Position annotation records
┏━━
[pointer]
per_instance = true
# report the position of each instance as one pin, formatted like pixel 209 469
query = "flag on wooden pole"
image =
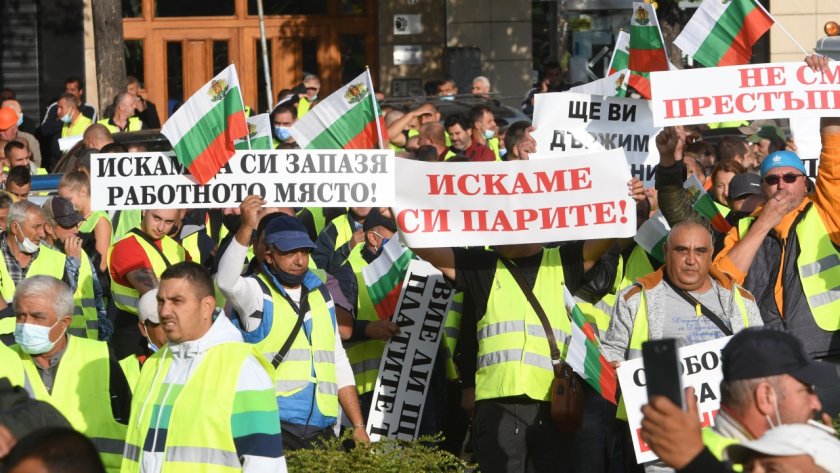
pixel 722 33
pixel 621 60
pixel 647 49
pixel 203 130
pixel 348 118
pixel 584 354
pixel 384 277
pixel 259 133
┗━━
┏━━
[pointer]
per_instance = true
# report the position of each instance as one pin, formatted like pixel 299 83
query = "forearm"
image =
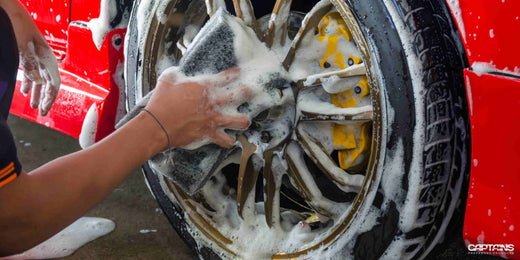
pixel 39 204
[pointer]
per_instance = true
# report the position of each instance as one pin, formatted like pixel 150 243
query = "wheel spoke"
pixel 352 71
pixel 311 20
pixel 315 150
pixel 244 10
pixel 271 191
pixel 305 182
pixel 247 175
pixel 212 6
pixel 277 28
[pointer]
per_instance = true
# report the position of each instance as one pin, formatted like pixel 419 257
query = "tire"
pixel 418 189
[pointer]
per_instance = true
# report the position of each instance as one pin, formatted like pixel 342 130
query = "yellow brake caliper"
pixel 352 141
┗━━
┏━━
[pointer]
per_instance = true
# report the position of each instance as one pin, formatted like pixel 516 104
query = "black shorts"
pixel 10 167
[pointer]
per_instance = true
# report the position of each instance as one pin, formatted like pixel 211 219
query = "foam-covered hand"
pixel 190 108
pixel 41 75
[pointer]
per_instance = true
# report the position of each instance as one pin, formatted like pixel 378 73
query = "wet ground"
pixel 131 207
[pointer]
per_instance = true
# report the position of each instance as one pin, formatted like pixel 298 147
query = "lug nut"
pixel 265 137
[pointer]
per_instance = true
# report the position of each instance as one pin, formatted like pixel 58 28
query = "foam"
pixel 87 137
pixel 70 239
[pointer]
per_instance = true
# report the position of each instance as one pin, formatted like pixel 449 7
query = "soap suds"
┗━━
[What the task asks]
Identify each line in the rows above that contains the string "query", and copy those lines in full.

[Finished task]
query = "flag on wooden pole"
query = "forearm"
query = "wheel spoke"
query = "tire"
query = "yellow brake caliper"
query = "black shorts"
query = "foam-covered hand"
query = "wet ground"
query = "lug nut"
query = "foam"
query = "soap suds"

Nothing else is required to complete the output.